The records below are to be repeated in full, exactly as they are.

== Supplied data

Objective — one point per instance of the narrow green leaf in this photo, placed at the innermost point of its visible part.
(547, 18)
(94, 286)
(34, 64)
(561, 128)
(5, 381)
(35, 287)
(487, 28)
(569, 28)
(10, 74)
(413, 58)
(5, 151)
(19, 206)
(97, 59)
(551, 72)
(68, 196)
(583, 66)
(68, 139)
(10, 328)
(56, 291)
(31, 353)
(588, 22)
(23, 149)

====

- **Your response**
Objective — one point per instance of the narrow green leaf in this photo, placed at the innermost point of its visible part.
(547, 18)
(94, 286)
(34, 64)
(561, 128)
(5, 381)
(35, 287)
(487, 28)
(569, 28)
(10, 74)
(413, 58)
(5, 151)
(19, 206)
(97, 59)
(551, 72)
(68, 196)
(583, 66)
(68, 139)
(10, 328)
(56, 291)
(31, 353)
(588, 22)
(23, 149)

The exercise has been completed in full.